* **Deine Aufgabe**
Wiederhole alle folgenden Einträge Zeile für Zeile und ohne jede Änderung.

──────── Einträge im Datensatz ────────

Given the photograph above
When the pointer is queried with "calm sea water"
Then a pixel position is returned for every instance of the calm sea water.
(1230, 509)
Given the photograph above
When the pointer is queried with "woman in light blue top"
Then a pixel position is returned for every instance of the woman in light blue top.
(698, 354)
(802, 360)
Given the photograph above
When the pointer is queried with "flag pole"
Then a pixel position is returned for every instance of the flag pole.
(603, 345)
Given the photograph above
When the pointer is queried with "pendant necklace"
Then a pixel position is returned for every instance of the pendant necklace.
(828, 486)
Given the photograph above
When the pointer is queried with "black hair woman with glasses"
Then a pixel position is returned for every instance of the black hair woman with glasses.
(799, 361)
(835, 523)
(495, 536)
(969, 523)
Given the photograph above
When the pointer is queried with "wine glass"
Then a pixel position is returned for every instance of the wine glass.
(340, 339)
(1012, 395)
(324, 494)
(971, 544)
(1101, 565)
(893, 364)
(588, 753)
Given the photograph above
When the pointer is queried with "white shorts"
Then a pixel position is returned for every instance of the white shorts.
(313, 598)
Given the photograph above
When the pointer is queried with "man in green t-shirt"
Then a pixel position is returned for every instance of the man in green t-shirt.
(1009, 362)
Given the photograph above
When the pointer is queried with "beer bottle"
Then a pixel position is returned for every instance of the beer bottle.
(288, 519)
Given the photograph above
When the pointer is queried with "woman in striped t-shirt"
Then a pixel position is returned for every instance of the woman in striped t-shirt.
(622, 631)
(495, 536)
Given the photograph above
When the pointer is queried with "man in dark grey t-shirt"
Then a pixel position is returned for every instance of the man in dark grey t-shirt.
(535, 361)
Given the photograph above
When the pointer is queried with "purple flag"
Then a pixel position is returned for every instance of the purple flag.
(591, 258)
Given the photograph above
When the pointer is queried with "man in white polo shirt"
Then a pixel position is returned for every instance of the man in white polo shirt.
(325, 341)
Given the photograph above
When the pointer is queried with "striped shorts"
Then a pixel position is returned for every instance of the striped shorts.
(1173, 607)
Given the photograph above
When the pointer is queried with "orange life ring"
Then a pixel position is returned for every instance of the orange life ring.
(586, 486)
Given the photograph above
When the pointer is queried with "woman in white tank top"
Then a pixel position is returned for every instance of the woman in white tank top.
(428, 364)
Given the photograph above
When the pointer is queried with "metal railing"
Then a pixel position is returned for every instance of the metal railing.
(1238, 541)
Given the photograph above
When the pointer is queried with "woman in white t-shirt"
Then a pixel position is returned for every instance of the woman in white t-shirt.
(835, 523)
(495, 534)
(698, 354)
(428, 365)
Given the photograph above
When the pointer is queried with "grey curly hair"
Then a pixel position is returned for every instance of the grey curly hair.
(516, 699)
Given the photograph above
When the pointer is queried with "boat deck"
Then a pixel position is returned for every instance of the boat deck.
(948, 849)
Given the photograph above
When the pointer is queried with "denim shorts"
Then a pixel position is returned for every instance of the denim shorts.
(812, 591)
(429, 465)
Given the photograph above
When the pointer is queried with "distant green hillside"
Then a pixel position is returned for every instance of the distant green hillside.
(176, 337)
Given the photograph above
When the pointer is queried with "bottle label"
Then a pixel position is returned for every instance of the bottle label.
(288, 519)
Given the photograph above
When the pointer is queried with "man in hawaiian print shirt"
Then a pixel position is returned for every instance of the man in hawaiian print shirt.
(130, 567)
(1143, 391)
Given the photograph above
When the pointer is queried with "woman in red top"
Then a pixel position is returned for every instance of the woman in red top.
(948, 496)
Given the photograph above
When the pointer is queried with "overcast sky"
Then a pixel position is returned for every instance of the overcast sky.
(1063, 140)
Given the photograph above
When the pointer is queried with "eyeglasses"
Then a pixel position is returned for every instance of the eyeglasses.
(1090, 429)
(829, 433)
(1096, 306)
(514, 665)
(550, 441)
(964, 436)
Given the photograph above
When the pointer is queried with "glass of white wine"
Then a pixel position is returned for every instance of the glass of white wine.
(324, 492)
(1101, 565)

────────

* **Fertige Antwort**
Given the photograph above
When the pointer is queried with "calm sea water"
Then a pixel position is returned for every instance of the calm sea water.
(1230, 509)
Given the photograph above
When the pointer is queried with "woman in light blue top"
Then a pixel position is returned for every instance of the woman in light blue top.
(698, 354)
(802, 360)
Given the photograph above
When the pointer is queried with "flag pole"
Then a pixel position is returned for every instance of the flag pole.
(603, 345)
Given the photograph above
When the pointer is queried with "pendant necklace"
Then a pixel position is returned for every instance of the pendant necklace.
(828, 486)
Given the photograph above
When the pointer is queried with "black hair woman with glasses"
Then a pixel position is returned for every instance of the black hair woman with glasses.
(799, 361)
(835, 523)
(495, 536)
(969, 523)
Given the photograph above
When the pointer is queried with "wine glass"
Then a pixel position is returned for every instance of the wine glass.
(340, 339)
(1012, 395)
(324, 494)
(971, 544)
(1101, 565)
(893, 364)
(588, 753)
Given the photograph above
When the pointer is queried with "white shorts"
Then a pixel position is returned for every instance of the white shorts.
(313, 598)
Given the photograph above
When the pointer is queried with "man in green t-shirt"
Then a pixel position is returned for every instance of the man in green t-shirt.
(1009, 362)
Given the photograph above
When the pointer is queried with "beer bottle"
Then a pixel position is returned for every instance of the beer bottle.
(288, 519)
Given the photograph above
When the pointer is queried with "woman in striped t-shirt"
Then a pixel position is returned for every instance of the woman in striped t-shirt.
(622, 631)
(495, 536)
Given the photograph above
When the pointer is queried with "man in dark grey t-shirt"
Then a pixel position is returned for every instance of the man in dark grey t-shirt.
(535, 361)
Given the photograph above
When the pointer is queried with "purple flag"
Then a pixel position is returned for every instance of the purple flag.
(591, 258)
Given the photograph above
When the pointer is queried with "man in white polo shirt"
Then a pixel position is returned for every instance of the man in white polo shirt.
(325, 341)
Given the photograph above
When the pointer is queried with "striped shorts"
Then a pixel position is returned for every instance of the striped shorts.
(1173, 607)
Given the photograph above
When the pointer is queried with "orange life ring"
Then a pixel position is returned for every instance of the orange life ring.
(586, 486)
Given the photograph above
When the pointer is queried with "woman in white tank top"
Then a pixel position is returned for every instance of the woman in white tank top.
(428, 364)
Given the photograph above
When the pointer is queried with "metal railing"
Then a pixel position is returned for every instance of the metal railing.
(1238, 541)
Given the photograph above
When the pointer is queried with "woman in white t-shirt"
Then a pixel position is returned for every instance of the woman in white t-shirt.
(835, 523)
(495, 534)
(698, 354)
(428, 365)
Given the photograph above
When the pointer is queried with "grey curly hair"
Then a pixel position is returned for every instance of the grey curly hair.
(516, 699)
Given the photograph above
When the pointer is queried with "boat deck"
Then a pixel position is returned for every instance of the boat deck.
(948, 849)
Given the photograph above
When the pointer is queried with "denim shorts"
Then a pixel position is returned for every instance of the denim shorts.
(812, 591)
(429, 465)
Given the photograph above
When the pointer is queried with "distant green hillside"
Then a pixel position is returned for every instance of the distant green hillside.
(176, 337)
Given the photograph above
When the pointer is queried with "bottle label"
Then a pixel position is returned for every instance of the bottle label.
(288, 519)
Given the photograph above
When the pointer is queried with "man in hawaiian print shirt"
Then a pixel position is returned for every instance of the man in hawaiian print shirt.
(130, 567)
(1143, 391)
Given the photograph above
When the pointer is queried with "woman in red top"
Then a pixel position is returned for every instance of the woman in red top.
(948, 496)
Given the photograph above
When the pointer is queried with "overcast sky"
Then a pixel position is returned for every instance of the overcast sky.
(1063, 140)
Given the photograph above
When the pointer is queried with "eyeglasses"
Then a pixel position is returned for every instance of the eyeglasses.
(1090, 429)
(829, 433)
(1096, 306)
(514, 665)
(550, 441)
(964, 436)
Given the photograph above
When the pointer is queried with "glass of white wine"
Then a pixel position is returned for every instance of the glass of white wine.
(324, 492)
(1101, 565)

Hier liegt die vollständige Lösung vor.